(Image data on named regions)
((

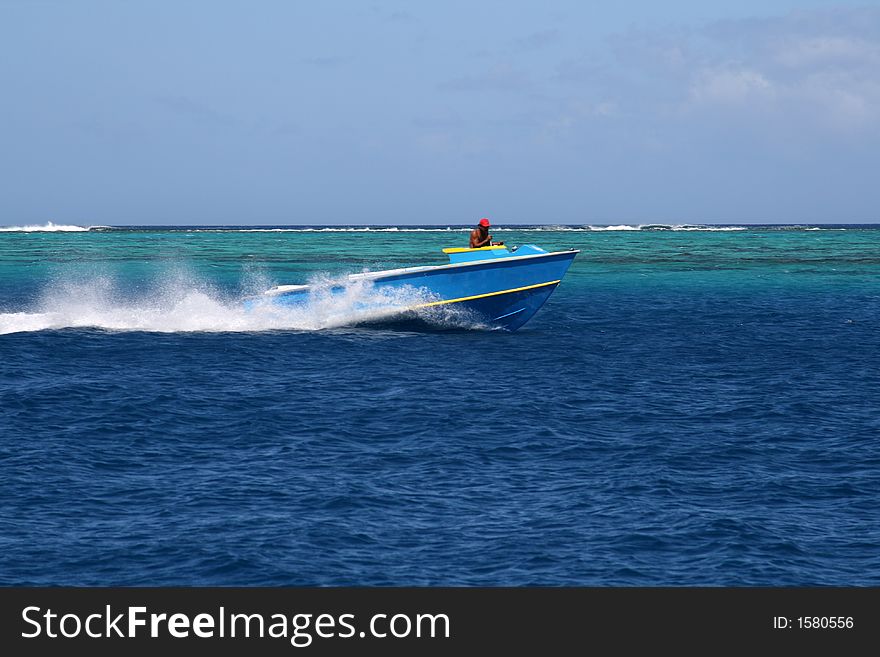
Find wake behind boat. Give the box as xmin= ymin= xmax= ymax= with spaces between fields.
xmin=246 ymin=244 xmax=579 ymax=331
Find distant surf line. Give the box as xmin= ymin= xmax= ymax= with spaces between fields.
xmin=0 ymin=221 xmax=880 ymax=233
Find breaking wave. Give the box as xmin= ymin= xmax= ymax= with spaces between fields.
xmin=0 ymin=221 xmax=99 ymax=233
xmin=0 ymin=277 xmax=481 ymax=335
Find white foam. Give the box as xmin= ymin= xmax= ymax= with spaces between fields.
xmin=0 ymin=221 xmax=91 ymax=233
xmin=0 ymin=277 xmax=467 ymax=335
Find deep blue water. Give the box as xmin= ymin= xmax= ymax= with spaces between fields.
xmin=0 ymin=223 xmax=880 ymax=586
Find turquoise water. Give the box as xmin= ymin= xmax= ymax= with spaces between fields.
xmin=0 ymin=226 xmax=880 ymax=585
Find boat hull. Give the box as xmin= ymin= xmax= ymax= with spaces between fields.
xmin=253 ymin=250 xmax=578 ymax=331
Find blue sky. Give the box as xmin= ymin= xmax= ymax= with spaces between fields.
xmin=0 ymin=0 xmax=880 ymax=225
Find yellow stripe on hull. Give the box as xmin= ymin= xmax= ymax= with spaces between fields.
xmin=413 ymin=281 xmax=561 ymax=308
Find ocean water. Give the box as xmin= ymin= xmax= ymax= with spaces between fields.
xmin=0 ymin=224 xmax=880 ymax=586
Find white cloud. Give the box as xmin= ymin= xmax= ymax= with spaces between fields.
xmin=690 ymin=69 xmax=775 ymax=105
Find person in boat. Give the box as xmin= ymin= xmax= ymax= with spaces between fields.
xmin=470 ymin=217 xmax=504 ymax=249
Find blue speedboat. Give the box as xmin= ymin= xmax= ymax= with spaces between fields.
xmin=247 ymin=244 xmax=579 ymax=331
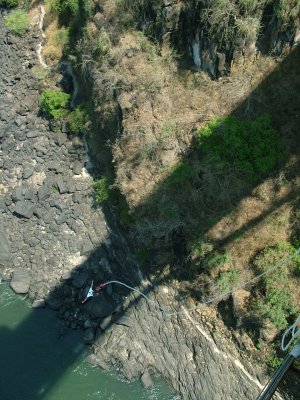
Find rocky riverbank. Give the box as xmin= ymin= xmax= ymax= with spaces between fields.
xmin=0 ymin=7 xmax=292 ymax=400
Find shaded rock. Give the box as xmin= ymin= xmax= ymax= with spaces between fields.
xmin=11 ymin=186 xmax=24 ymax=202
xmin=56 ymin=177 xmax=69 ymax=194
xmin=116 ymin=315 xmax=135 ymax=327
xmin=84 ymin=295 xmax=115 ymax=318
xmin=38 ymin=185 xmax=51 ymax=201
xmin=55 ymin=132 xmax=68 ymax=147
xmin=99 ymin=315 xmax=112 ymax=331
xmin=82 ymin=328 xmax=95 ymax=344
xmin=0 ymin=228 xmax=11 ymax=265
xmin=14 ymin=200 xmax=34 ymax=219
xmin=46 ymin=296 xmax=63 ymax=311
xmin=10 ymin=269 xmax=30 ymax=294
xmin=141 ymin=371 xmax=154 ymax=389
xmin=72 ymin=273 xmax=89 ymax=288
xmin=31 ymin=299 xmax=46 ymax=308
xmin=73 ymin=161 xmax=82 ymax=175
xmin=22 ymin=165 xmax=34 ymax=179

))

**What is needed:** Rewrite the data above with each "Find" replaced by "Locate" and all else unchanged. Leave the picture lines out.

**Final result:**
Locate wake behind boat. Give the box as xmin= ymin= xmax= ymax= with spaces between fields.
xmin=246 ymin=244 xmax=579 ymax=331
Locate distant surf line. Give the box as xmin= ymin= xmax= ymax= with spaces between fields.
xmin=0 ymin=221 xmax=880 ymax=233
Locate breaking wave. Give the box as xmin= ymin= xmax= ymax= with spaces between fields.
xmin=0 ymin=221 xmax=99 ymax=233
xmin=0 ymin=277 xmax=481 ymax=335
Locate white foam. Give the box as xmin= ymin= xmax= ymax= with spaces between fields.
xmin=0 ymin=221 xmax=91 ymax=233
xmin=0 ymin=277 xmax=467 ymax=335
Locate deep blue water. Give the box as xmin= ymin= xmax= ymax= with spaces between fields.
xmin=0 ymin=223 xmax=880 ymax=586
Locate turquoise water. Give the box as xmin= ymin= xmax= ymax= with spaces between fields.
xmin=0 ymin=226 xmax=880 ymax=585
Locate boat hull. Give the box as xmin= ymin= xmax= ymax= with spaces between fields.
xmin=253 ymin=250 xmax=578 ymax=331
Locate blue sky. Give the box as xmin= ymin= xmax= ymax= with spaces between fields.
xmin=0 ymin=0 xmax=880 ymax=225
Locate yellow stripe on hull. Give the box as xmin= ymin= xmax= ymax= with spaces between fields.
xmin=413 ymin=281 xmax=561 ymax=308
Locate ocean water. Give the box as xmin= ymin= xmax= ymax= with spaces between fields.
xmin=0 ymin=224 xmax=880 ymax=586
Locate white cloud. Give the box as xmin= ymin= xmax= ymax= with spaces between fields.
xmin=690 ymin=69 xmax=775 ymax=105
Locate person in boat. Give the box as xmin= ymin= xmax= ymax= with spaces between fields.
xmin=470 ymin=217 xmax=504 ymax=249
Locate blue speedboat. Give the box as xmin= ymin= xmax= ymax= with spaces between fields.
xmin=247 ymin=244 xmax=579 ymax=331
Locate rocky riverbank. Give the box as xmin= ymin= xmax= ymax= with spaces between fields.
xmin=0 ymin=7 xmax=292 ymax=400
Locate shaded rock. Give the box as xmin= ymin= xmax= ymax= with spaces between fields.
xmin=11 ymin=186 xmax=24 ymax=202
xmin=56 ymin=177 xmax=69 ymax=194
xmin=116 ymin=315 xmax=135 ymax=327
xmin=84 ymin=295 xmax=115 ymax=318
xmin=38 ymin=185 xmax=51 ymax=201
xmin=55 ymin=132 xmax=68 ymax=147
xmin=99 ymin=315 xmax=112 ymax=331
xmin=82 ymin=328 xmax=95 ymax=344
xmin=0 ymin=228 xmax=11 ymax=265
xmin=14 ymin=200 xmax=34 ymax=219
xmin=46 ymin=296 xmax=63 ymax=311
xmin=10 ymin=269 xmax=30 ymax=294
xmin=141 ymin=371 xmax=154 ymax=389
xmin=72 ymin=273 xmax=89 ymax=288
xmin=31 ymin=299 xmax=46 ymax=308
xmin=73 ymin=161 xmax=82 ymax=175
xmin=22 ymin=165 xmax=34 ymax=179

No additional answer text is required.